-- start of Data to process --
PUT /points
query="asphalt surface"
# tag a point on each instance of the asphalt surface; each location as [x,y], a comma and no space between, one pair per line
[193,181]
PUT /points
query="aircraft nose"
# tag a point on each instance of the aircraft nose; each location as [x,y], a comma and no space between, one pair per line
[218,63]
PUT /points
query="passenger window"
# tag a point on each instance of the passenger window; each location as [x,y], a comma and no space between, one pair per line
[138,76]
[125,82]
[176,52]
-- end of Data to process --
-- start of Data to process --
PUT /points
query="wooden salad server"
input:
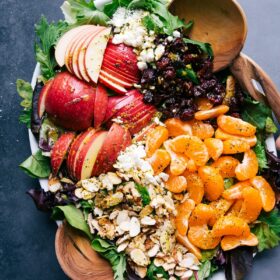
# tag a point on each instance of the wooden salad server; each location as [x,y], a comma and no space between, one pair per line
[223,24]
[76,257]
-- end of Data to process --
» **Goal**: Copy out every line of the records that contains the word "location".

» **Full answer**:
# tag a point on each instance of the asphalt surface; each location as [x,y], a comma and no space between, one pair per line
# tag a point on each instance of the aircraft nose; each location as [x,y], a comma and no space between, one pair per line
# tag a point on each instance of the passenger window; each location as [x,y], a comma and no space between, one pair per line
# tag a point on each instance of the wooden salad server; each location as [x,y], a comma and no space between, one pair per line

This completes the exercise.